[[ Provided information open ]]

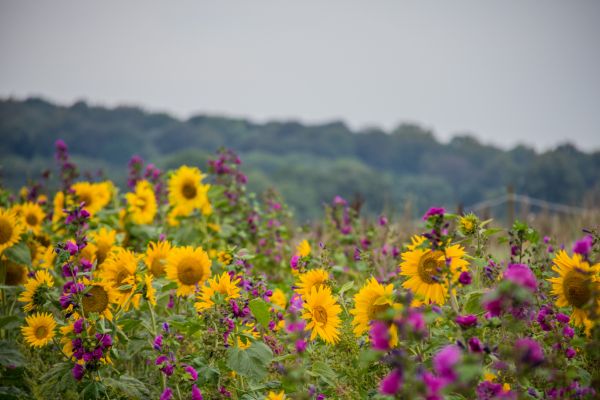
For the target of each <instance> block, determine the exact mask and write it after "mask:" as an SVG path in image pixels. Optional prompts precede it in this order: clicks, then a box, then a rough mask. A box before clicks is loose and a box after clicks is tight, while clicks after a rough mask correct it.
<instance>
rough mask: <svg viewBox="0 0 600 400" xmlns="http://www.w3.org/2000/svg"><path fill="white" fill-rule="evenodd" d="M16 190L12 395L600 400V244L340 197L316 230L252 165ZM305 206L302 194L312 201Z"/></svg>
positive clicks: (145, 173) (11, 309) (390, 398)
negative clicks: (372, 216) (262, 190)
mask: <svg viewBox="0 0 600 400" xmlns="http://www.w3.org/2000/svg"><path fill="white" fill-rule="evenodd" d="M55 161H56V165H55V166H54V167H53V169H52V174H53V176H54V178H55V181H56V182H58V185H59V186H58V187H56V188H52V189H51V185H49V184H48V182H47V181H48V177H49V175H48V174H45V175H43V176H42V177H41V178H40V179H39V180H38V181H36V182H30V183H29V184H27V185H26V186H24V187H23V188H22V189H21V190H20V191H19V192H18V193H12V192H9V191H7V190H4V189H2V190H1V191H0V284H1V286H0V291H1V303H0V341H1V346H0V398H3V399H56V398H60V399H63V400H68V399H79V398H83V399H160V400H169V399H172V400H183V399H193V400H199V399H244V400H252V399H261V400H262V399H270V400H276V399H304V400H309V399H311V400H323V399H393V398H396V399H429V400H434V399H594V398H598V396H599V395H600V324H599V321H600V236H599V235H600V231H598V230H597V227H594V226H588V227H587V228H586V229H585V230H584V231H581V233H580V235H579V237H578V238H573V240H572V241H571V242H567V243H561V242H558V241H557V239H556V238H554V237H553V236H552V234H551V232H539V231H537V230H535V229H534V228H532V227H530V226H528V225H527V224H526V223H524V222H520V221H515V222H514V224H513V225H512V226H511V227H510V228H509V229H503V228H501V227H499V226H498V225H496V224H495V222H494V221H492V220H483V219H482V218H480V217H479V216H477V215H475V214H472V213H466V214H462V215H459V214H455V213H451V212H449V211H448V210H445V209H444V208H441V207H435V205H432V206H434V207H431V208H430V209H429V211H427V213H425V215H423V216H422V219H421V220H420V221H419V224H417V230H416V231H415V230H413V229H410V230H408V229H406V228H405V227H404V226H403V225H402V224H401V223H399V222H398V221H394V218H393V216H392V215H388V216H386V215H380V216H378V217H369V216H368V215H361V213H360V207H359V205H357V204H354V203H352V202H350V201H348V199H344V198H342V197H339V196H337V197H335V198H334V199H331V201H330V203H328V204H325V205H324V212H323V215H324V216H323V218H322V219H321V220H320V221H316V222H315V223H313V224H305V225H299V224H298V223H297V222H296V220H295V219H294V218H293V216H292V214H291V212H290V210H289V208H288V207H287V206H286V204H285V202H284V200H283V199H282V198H281V196H279V195H278V194H277V193H276V192H275V191H272V190H271V191H267V192H265V193H262V194H255V193H251V192H249V191H248V190H247V188H246V184H247V180H248V179H247V175H245V173H244V169H243V164H242V161H241V160H240V158H239V157H238V156H237V155H236V154H235V153H234V152H233V151H230V150H225V149H222V150H220V151H219V152H218V153H217V154H215V155H214V157H213V158H212V159H211V160H210V161H209V162H208V164H207V165H187V166H186V165H184V166H181V167H179V168H177V169H174V170H169V171H163V170H159V169H158V168H156V167H155V166H154V165H153V164H150V163H147V162H146V161H144V160H143V159H141V158H140V157H136V156H134V157H133V158H131V161H130V162H129V165H128V169H129V174H128V181H127V187H126V188H121V189H119V188H118V187H117V186H116V185H115V184H114V183H113V182H111V181H110V180H104V179H101V180H99V179H94V178H93V177H91V176H88V177H86V176H85V175H84V174H83V173H81V171H79V170H78V168H77V165H76V164H75V162H74V161H73V159H72V157H71V156H70V154H69V150H68V146H67V144H66V143H65V142H63V141H62V140H59V141H57V142H56V144H55ZM297 195H298V196H302V187H298V188H297Z"/></svg>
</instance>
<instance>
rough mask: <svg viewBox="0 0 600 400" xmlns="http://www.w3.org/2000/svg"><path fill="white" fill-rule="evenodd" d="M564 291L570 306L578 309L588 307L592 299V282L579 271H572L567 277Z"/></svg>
mask: <svg viewBox="0 0 600 400" xmlns="http://www.w3.org/2000/svg"><path fill="white" fill-rule="evenodd" d="M563 291H564V293H565V297H566V298H567V301H568V302H569V304H571V305H572V306H574V307H577V308H581V307H583V306H584V305H586V304H587V303H588V301H590V298H591V297H592V288H591V282H590V280H589V279H588V278H587V276H585V275H584V274H582V273H581V272H578V271H571V272H569V273H568V274H567V275H566V276H565V279H564V280H563Z"/></svg>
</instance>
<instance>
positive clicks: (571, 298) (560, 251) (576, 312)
mask: <svg viewBox="0 0 600 400" xmlns="http://www.w3.org/2000/svg"><path fill="white" fill-rule="evenodd" d="M552 270H554V271H555V272H557V273H558V274H559V276H558V277H556V278H550V279H548V280H549V281H550V282H551V283H552V294H554V295H556V296H558V298H557V299H556V305H557V306H558V307H567V306H571V307H573V312H572V314H571V320H572V321H573V324H575V325H577V326H582V325H586V322H587V313H586V310H585V308H586V306H587V305H588V304H590V302H592V299H593V298H594V293H598V292H599V291H600V264H596V265H593V266H590V264H589V263H588V262H587V261H585V260H584V259H583V258H582V257H581V255H580V254H573V256H572V257H569V255H568V254H567V252H565V251H564V250H561V251H559V252H558V254H557V255H556V257H555V258H554V265H553V266H552ZM596 307H600V299H598V300H597V304H596Z"/></svg>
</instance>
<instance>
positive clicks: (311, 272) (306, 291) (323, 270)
mask: <svg viewBox="0 0 600 400" xmlns="http://www.w3.org/2000/svg"><path fill="white" fill-rule="evenodd" d="M328 279H329V274H328V273H327V271H325V270H324V269H320V268H319V269H312V270H310V271H307V272H305V273H303V274H301V275H300V281H299V282H297V283H296V286H297V289H296V292H298V294H300V295H302V296H303V297H304V296H308V295H309V294H310V291H311V289H312V288H313V287H314V286H316V287H320V286H323V285H325V283H326V282H327V280H328Z"/></svg>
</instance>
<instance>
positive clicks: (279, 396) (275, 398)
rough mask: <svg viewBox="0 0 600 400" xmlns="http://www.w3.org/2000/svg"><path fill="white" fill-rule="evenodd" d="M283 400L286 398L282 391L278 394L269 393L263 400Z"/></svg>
mask: <svg viewBox="0 0 600 400" xmlns="http://www.w3.org/2000/svg"><path fill="white" fill-rule="evenodd" d="M285 399H286V396H285V392H284V391H283V390H282V391H281V392H279V393H275V392H273V391H270V392H269V394H268V395H267V397H265V400H285Z"/></svg>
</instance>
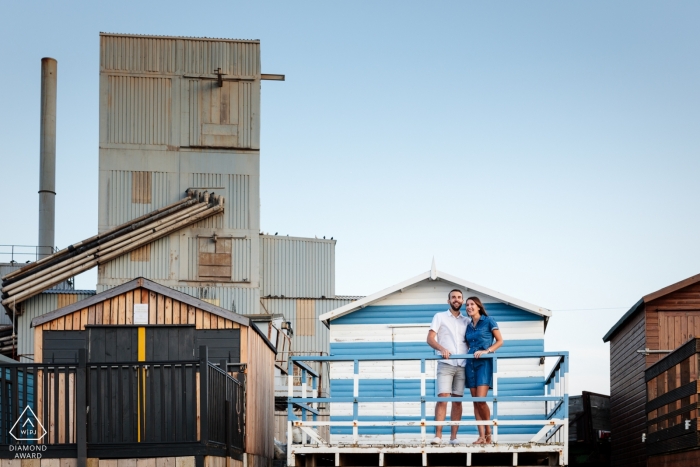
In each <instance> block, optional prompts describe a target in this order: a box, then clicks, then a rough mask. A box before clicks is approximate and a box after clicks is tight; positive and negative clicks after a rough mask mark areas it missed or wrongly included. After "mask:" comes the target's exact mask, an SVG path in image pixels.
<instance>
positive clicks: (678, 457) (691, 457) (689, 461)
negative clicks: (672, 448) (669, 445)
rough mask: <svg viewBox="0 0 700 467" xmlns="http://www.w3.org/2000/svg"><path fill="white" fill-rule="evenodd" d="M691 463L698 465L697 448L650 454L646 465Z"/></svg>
mask: <svg viewBox="0 0 700 467" xmlns="http://www.w3.org/2000/svg"><path fill="white" fill-rule="evenodd" d="M691 465H700V450H699V449H695V450H693V451H685V452H674V453H671V454H662V455H660V456H651V457H649V461H648V462H647V467H688V466H691Z"/></svg>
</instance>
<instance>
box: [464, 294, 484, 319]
mask: <svg viewBox="0 0 700 467" xmlns="http://www.w3.org/2000/svg"><path fill="white" fill-rule="evenodd" d="M469 300H471V301H472V302H474V303H476V306H478V307H479V314H480V315H481V316H488V313H486V308H484V304H483V303H481V300H480V299H479V297H469V298H468V299H466V300H465V301H464V303H467V302H468V301H469Z"/></svg>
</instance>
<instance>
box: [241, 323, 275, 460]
mask: <svg viewBox="0 0 700 467" xmlns="http://www.w3.org/2000/svg"><path fill="white" fill-rule="evenodd" d="M244 334H245V335H247V336H246V337H244ZM246 340H247V343H248V345H247V355H246V358H247V360H246V359H244V356H243V349H241V362H247V363H248V367H247V370H246V432H245V438H246V440H245V451H246V452H247V453H250V454H255V455H258V456H262V457H265V458H268V459H272V458H273V457H274V446H273V440H272V439H273V438H274V436H275V419H274V417H275V353H274V352H273V351H272V349H270V348H269V347H268V346H267V344H266V343H265V341H263V339H262V337H260V335H259V334H257V333H256V332H254V331H253V330H252V329H250V328H248V329H245V328H244V329H241V347H243V346H244V345H245V343H246Z"/></svg>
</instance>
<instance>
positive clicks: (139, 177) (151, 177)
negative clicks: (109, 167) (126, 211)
mask: <svg viewBox="0 0 700 467" xmlns="http://www.w3.org/2000/svg"><path fill="white" fill-rule="evenodd" d="M151 178H152V177H151V172H131V202H132V203H138V204H151Z"/></svg>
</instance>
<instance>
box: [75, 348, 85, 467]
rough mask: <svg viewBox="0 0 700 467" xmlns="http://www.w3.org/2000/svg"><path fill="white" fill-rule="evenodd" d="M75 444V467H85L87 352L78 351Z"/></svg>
mask: <svg viewBox="0 0 700 467" xmlns="http://www.w3.org/2000/svg"><path fill="white" fill-rule="evenodd" d="M75 389H76V391H75V442H76V444H77V446H76V447H77V451H78V452H77V458H78V459H77V467H87V397H86V396H87V394H86V392H87V351H86V350H85V349H80V350H78V368H77V369H76V371H75Z"/></svg>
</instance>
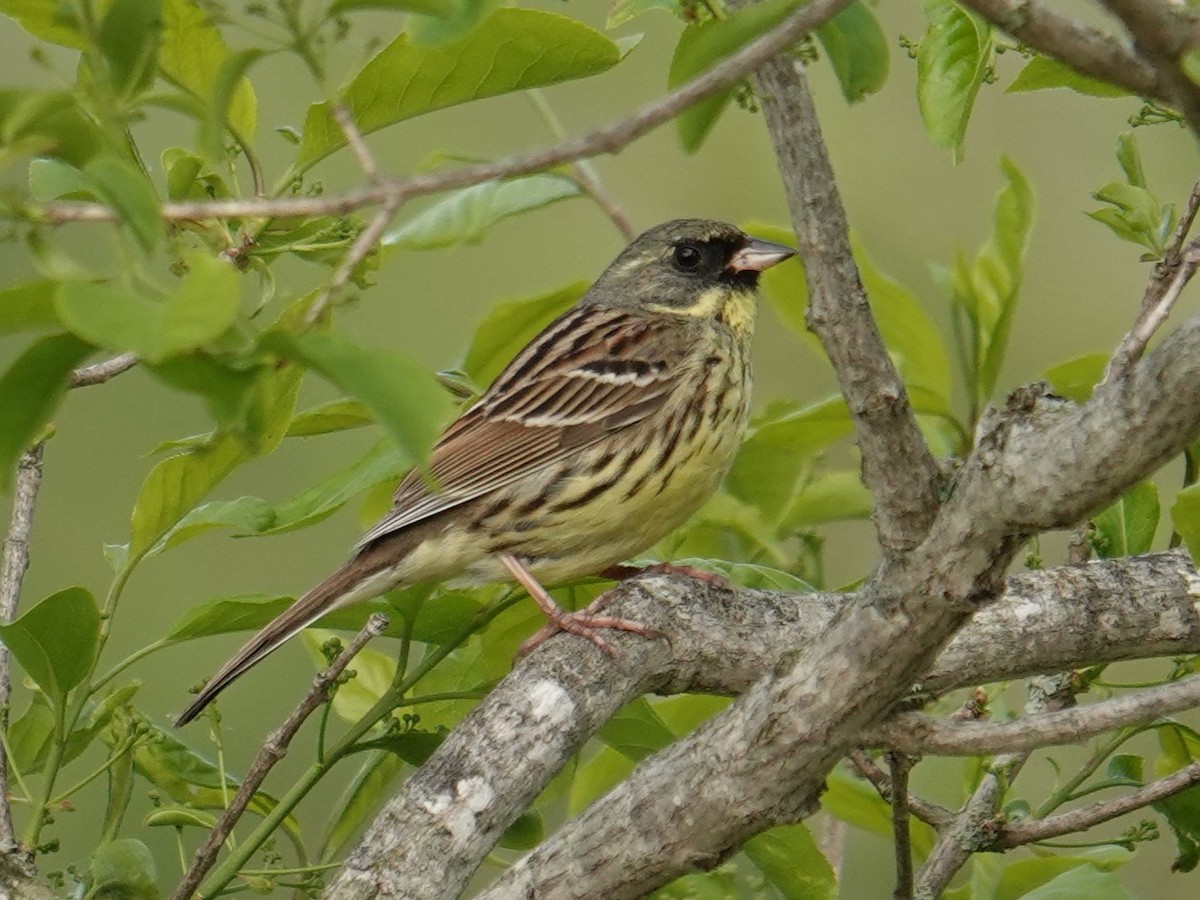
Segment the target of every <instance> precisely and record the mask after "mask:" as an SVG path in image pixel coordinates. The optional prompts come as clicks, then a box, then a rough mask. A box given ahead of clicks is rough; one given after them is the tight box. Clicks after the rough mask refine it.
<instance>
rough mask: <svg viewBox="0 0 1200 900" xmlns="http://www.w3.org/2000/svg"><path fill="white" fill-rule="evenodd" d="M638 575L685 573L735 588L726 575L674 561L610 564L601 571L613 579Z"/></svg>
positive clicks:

[[ Provided information closed ]]

Problem statement> Copy out each line from the entries above that contains the word "this".

Reply to the exercise>
For the target of each <instance> block, determine the exact mask and write it after "mask:" as an SVG path in image pixels. Optional prompts precede it in this order: clicks, then a box, then a rough mask. A box before clicks is loose and a box after clicks is tight, while clicks after a rough mask correct it.
In each <instance> block, optional prompts describe a target in this order: a box, then clicks, then a rough mask. A box before clicks is approximate and a box after clicks is tight; positive and negative clicks after a rough mask mark areas it missed or wrongly included. After "mask:" comes the target's exact mask, an SVG path in image pixels.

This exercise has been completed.